StethoLM: Audio Language Model for Cardiopulmonary Analysis Across Clinical Tasks
- URL: http://arxiv.org/abs/2603.00355v1
- Date: Fri, 27 Feb 2026 22:39:23 GMT
- Title: StethoLM: Audio Language Model for Cardiopulmonary Analysis Across Clinical Tasks
- Authors: Yishan Wang, Tsai-Ning Wang, Mathias Funk, Aaqib Saeed,
- Abstract summary: We present StethoLM, the first audio-language model specialized for cardiopulmonary auscultation.<n>It is capable of performing instruction-driven clinical tasks across the full spectrum of auscultation analysis.<n>Our work establishes a foundation for instruction-following AI systems in clinical auscultation.
- Score: 14.936669090239548
- License: http://creativecommons.org/licenses/by/4.0/
- Abstract: Listening to heart and lung sounds - auscultation - is one of the first and most fundamental steps in a clinical examination. Despite being fast and non-invasive, it demands years of experience to interpret subtle audio cues. Recent deep learning methods have made progress in automating cardiopulmonary sound analysis, yet most are restricted to simple classification and offer little clinical interpretability or decision support. We present StethoLM, the first audio-language model specialized for cardiopulmonary auscultation, capable of performing instruction-driven clinical tasks across the full spectrum of auscultation analysis. StethoLM integrates audio encoding with a medical language model backbone and is trained on StethoBench, a comprehensive benchmark comprising 77,027 instruction-response pairs synthesized from 16,125 labeled cardiopulmonary recordings spanning seven clinical task categories: binary classification, detection, reporting, reasoning, differential diagnosis, comparison, and location-based analysis. Through multi-stage training that combines supervised fine-tuning and direct preference optimization, StethoLM achieves substantial gains in performance and robustness on out-of-distribution data. Our work establishes a foundation for instruction-following AI systems in clinical auscultation.

Information shown —
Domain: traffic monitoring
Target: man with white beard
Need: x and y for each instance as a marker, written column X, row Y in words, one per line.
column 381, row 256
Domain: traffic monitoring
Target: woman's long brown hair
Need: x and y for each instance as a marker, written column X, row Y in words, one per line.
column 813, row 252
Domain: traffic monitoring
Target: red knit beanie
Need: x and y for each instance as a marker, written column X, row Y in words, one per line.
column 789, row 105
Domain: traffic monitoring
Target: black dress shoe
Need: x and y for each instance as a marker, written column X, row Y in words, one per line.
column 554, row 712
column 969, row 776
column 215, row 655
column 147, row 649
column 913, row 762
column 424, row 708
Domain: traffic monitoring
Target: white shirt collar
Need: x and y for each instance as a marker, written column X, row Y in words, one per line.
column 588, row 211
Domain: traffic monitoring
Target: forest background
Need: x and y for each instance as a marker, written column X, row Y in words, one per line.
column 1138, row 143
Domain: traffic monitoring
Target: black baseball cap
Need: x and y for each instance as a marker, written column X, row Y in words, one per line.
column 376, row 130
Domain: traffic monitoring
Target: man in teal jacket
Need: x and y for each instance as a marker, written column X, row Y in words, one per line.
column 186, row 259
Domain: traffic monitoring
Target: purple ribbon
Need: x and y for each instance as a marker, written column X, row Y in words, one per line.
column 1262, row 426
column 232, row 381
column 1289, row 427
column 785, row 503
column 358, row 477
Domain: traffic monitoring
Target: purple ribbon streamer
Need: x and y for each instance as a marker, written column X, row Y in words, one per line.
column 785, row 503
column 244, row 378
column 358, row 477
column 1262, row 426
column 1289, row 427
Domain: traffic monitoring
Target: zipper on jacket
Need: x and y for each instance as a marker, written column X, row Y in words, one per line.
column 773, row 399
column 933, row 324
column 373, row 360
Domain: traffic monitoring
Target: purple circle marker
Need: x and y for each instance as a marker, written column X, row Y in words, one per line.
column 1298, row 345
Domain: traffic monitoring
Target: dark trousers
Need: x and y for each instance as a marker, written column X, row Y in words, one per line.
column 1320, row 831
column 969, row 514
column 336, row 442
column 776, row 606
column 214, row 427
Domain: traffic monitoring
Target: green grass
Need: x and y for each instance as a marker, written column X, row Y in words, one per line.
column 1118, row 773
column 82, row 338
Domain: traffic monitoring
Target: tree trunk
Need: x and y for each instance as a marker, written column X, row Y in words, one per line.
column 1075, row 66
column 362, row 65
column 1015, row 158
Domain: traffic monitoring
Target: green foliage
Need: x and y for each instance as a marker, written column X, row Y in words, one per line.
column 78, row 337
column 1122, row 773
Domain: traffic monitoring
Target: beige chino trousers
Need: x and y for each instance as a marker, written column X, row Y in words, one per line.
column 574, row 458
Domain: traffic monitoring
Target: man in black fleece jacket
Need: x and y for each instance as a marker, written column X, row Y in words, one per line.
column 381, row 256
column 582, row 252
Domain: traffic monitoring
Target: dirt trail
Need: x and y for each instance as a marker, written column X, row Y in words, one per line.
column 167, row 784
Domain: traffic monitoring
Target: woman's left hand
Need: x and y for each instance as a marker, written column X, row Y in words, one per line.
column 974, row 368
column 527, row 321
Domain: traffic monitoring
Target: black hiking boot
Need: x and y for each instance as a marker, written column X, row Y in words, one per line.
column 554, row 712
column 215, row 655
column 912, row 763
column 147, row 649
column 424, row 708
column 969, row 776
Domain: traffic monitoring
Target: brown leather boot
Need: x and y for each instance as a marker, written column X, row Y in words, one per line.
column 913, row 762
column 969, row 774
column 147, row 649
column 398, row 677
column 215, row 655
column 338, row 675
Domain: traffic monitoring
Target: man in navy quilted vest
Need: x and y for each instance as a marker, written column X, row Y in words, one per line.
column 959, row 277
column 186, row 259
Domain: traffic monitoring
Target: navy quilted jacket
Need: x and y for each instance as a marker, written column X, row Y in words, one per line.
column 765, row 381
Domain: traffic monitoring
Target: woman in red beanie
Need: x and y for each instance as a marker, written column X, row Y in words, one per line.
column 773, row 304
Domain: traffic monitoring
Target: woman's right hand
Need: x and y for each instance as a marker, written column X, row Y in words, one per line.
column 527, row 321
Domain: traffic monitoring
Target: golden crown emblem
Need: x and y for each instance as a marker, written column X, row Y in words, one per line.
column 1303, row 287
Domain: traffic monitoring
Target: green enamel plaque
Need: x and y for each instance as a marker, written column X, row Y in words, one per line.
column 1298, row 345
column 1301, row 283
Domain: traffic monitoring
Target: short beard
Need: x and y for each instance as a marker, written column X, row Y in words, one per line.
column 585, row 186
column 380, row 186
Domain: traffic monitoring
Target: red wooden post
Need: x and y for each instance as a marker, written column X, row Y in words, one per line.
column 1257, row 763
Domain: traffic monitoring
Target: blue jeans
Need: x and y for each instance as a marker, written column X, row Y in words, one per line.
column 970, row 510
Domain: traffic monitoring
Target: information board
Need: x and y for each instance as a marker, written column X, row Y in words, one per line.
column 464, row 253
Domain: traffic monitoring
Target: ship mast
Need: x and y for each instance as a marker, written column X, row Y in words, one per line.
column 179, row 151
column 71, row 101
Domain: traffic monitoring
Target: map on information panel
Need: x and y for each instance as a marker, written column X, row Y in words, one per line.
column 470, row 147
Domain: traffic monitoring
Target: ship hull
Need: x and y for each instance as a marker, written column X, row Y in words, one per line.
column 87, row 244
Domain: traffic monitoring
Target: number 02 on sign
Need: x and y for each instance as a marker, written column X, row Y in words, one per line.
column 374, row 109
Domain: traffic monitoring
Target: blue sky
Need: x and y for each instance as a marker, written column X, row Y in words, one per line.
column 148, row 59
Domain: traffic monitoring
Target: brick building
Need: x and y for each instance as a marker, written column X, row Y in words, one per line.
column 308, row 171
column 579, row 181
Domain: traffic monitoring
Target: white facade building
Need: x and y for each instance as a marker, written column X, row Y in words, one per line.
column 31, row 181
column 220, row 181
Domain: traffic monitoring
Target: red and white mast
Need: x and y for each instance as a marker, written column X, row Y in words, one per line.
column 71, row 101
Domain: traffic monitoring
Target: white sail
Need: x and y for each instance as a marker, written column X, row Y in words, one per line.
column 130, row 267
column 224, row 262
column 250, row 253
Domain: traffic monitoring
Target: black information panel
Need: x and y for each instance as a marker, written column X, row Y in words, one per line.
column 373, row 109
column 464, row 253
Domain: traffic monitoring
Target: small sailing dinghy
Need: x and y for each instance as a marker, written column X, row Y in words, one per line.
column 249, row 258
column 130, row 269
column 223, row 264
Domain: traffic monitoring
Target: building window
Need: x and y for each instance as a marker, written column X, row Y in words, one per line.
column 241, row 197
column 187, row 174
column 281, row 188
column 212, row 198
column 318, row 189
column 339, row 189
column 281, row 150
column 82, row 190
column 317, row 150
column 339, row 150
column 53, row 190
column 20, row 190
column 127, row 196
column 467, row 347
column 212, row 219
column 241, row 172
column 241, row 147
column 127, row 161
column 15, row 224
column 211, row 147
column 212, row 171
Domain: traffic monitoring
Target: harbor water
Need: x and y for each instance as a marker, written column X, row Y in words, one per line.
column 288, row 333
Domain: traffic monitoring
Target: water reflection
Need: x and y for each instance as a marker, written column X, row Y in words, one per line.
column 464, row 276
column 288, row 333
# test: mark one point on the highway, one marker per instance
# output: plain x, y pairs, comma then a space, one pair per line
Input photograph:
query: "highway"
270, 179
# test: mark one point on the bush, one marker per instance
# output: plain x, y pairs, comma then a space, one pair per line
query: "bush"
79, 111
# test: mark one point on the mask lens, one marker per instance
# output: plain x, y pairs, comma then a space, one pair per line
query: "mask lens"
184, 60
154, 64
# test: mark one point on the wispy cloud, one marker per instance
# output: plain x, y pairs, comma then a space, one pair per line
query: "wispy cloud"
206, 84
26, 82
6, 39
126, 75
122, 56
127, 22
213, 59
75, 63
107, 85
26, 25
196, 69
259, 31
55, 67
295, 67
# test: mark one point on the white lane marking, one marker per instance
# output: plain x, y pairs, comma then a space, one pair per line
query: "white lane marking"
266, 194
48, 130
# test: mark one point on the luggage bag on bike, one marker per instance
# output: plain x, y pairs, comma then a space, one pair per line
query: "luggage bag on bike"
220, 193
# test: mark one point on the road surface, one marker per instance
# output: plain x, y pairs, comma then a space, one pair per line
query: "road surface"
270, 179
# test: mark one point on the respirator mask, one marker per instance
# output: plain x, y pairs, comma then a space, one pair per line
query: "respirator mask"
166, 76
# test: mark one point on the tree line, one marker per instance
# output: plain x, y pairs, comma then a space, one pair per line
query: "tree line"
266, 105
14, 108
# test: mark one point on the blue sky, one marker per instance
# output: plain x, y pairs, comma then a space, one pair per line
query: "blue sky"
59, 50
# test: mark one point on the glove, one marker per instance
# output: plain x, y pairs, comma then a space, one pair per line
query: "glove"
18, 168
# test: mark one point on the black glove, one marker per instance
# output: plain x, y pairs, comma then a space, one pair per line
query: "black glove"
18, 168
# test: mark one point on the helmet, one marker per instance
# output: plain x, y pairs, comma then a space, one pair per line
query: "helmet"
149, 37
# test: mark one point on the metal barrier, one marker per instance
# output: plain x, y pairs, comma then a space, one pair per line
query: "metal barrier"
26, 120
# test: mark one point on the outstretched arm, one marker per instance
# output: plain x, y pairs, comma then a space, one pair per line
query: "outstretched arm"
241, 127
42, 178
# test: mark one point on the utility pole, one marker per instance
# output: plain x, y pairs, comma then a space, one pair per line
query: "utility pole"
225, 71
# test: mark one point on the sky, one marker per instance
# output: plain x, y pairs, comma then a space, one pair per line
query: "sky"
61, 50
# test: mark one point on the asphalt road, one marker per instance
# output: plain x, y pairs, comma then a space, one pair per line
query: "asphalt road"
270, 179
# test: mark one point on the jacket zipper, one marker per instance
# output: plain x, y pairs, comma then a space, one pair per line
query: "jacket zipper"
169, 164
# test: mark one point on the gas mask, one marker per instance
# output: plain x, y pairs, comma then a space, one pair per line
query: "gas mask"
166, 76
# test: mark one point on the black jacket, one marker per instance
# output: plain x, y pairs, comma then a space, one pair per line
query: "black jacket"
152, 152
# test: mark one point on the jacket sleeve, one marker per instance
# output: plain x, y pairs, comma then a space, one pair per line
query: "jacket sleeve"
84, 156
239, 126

What you will do —
[A] Translate this sentence from the StethoLM abstract into Spanish: "Listening to heart and lung sounds - auscultation - is one of the first and most fundamental steps in a clinical examination."
[B] List the clinical task categories that StethoBench spans, according to the StethoLM abstract.

Outputs by task —
[A] Escuchar los sonidos del corazón y de los pulmones (la auscultación) es uno de los primeros y más fundamentales pasos de un examen clínico.

[B]
1. Binary classification
2. Detection
3. Reporting
4. Reasoning
5. Differential diagnosis
6. Comparison
7. Location-based analysis